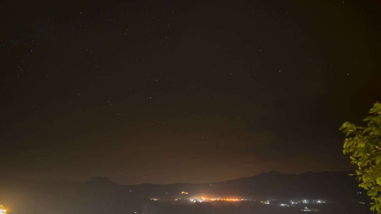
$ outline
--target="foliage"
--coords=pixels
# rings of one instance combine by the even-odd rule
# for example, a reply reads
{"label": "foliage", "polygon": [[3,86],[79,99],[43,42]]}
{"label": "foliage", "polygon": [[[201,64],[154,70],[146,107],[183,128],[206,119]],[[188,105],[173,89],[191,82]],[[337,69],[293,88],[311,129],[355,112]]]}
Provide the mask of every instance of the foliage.
{"label": "foliage", "polygon": [[346,136],[343,152],[358,166],[356,175],[357,175],[359,186],[368,190],[374,201],[371,209],[381,213],[381,104],[375,103],[369,113],[363,120],[368,122],[366,126],[346,122],[340,130]]}

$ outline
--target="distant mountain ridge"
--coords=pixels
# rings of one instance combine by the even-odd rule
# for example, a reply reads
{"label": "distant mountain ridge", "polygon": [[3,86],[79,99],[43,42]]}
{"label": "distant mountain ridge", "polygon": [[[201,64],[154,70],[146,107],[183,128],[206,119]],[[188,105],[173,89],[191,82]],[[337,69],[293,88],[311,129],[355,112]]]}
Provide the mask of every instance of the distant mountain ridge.
{"label": "distant mountain ridge", "polygon": [[[133,213],[150,199],[174,203],[203,196],[249,200],[323,200],[336,204],[369,202],[351,172],[283,174],[275,171],[206,184],[118,184],[98,176],[86,182],[34,181],[0,178],[0,201],[12,204],[21,213]],[[188,194],[182,194],[182,192]],[[337,202],[338,202],[337,203]],[[341,203],[341,202],[343,202]],[[99,208],[101,208],[100,209]],[[41,211],[42,209],[43,209]],[[100,210],[102,210],[102,212]],[[73,211],[75,211],[73,212]],[[116,211],[119,211],[117,212]]]}
{"label": "distant mountain ridge", "polygon": [[149,198],[172,200],[185,195],[227,197],[232,196],[253,200],[275,200],[290,197],[330,198],[350,200],[358,198],[362,191],[355,177],[348,175],[351,171],[307,172],[300,174],[282,174],[272,171],[252,176],[225,181],[192,184],[142,184],[119,185],[107,178],[95,177],[87,184],[109,187],[118,187]]}

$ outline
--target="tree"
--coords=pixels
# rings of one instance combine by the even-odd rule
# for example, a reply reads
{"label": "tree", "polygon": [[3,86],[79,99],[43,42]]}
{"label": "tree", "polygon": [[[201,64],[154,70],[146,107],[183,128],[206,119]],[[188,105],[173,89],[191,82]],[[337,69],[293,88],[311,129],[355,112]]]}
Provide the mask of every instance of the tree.
{"label": "tree", "polygon": [[368,190],[367,194],[374,201],[370,208],[381,213],[381,104],[377,102],[365,118],[366,126],[357,126],[349,122],[340,128],[345,134],[344,154],[348,154],[351,163],[357,165],[359,186]]}

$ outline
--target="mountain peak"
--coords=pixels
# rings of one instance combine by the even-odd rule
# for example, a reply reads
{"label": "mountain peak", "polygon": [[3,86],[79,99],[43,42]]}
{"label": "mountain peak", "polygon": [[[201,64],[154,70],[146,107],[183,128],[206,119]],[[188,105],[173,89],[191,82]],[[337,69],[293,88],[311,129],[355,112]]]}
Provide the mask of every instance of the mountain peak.
{"label": "mountain peak", "polygon": [[106,177],[100,176],[92,177],[86,183],[102,186],[114,186],[118,185]]}

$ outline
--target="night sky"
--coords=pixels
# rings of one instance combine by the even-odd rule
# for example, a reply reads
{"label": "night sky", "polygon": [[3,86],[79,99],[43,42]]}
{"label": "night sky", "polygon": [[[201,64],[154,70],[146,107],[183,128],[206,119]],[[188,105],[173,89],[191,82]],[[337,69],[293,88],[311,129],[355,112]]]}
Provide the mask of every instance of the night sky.
{"label": "night sky", "polygon": [[351,170],[338,129],[381,101],[377,1],[37,2],[1,6],[2,174]]}

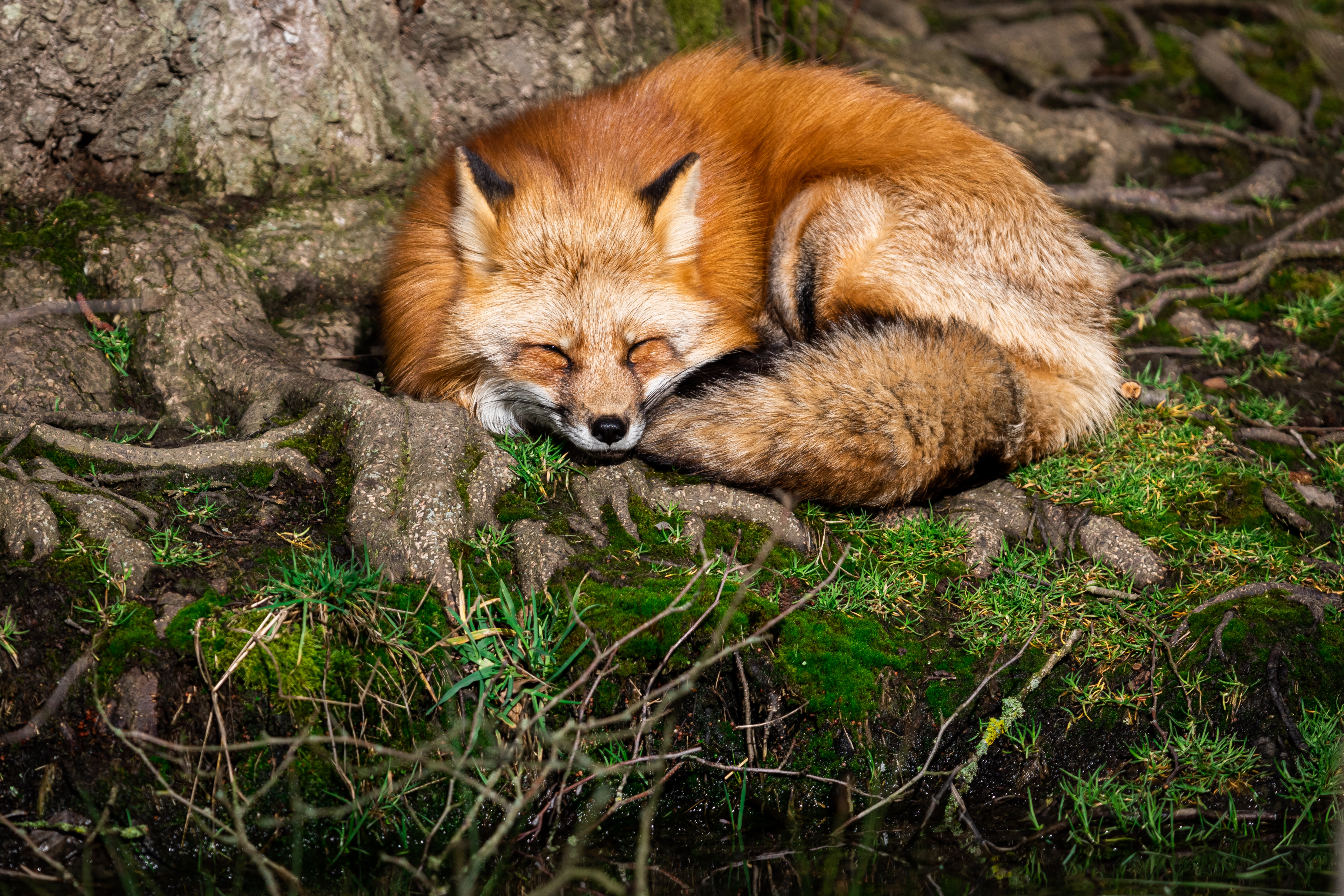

**PROBLEM TO WORK ON:** Copy out the rows above, from their start through the line containing "Provide the mask of every instance of the foliage.", inclusive, word for word. Omit the pictures from your copy.

**ANSWER TO THIS TASK:**
$ outline
--target="foliage"
--coords=pixels
# rings of one instance combine by the even-odd rule
# for example, a reply reads
{"label": "foliage", "polygon": [[3,86],[79,99],[43,42]]}
{"label": "foliage", "polygon": [[[201,64],[154,70],[146,107],[183,128],[206,119]],[[188,105],[173,89],[191,82]],[[337,69],[293,88],[311,129],[355,112]]]}
Provide the mask of every instance of the foliage.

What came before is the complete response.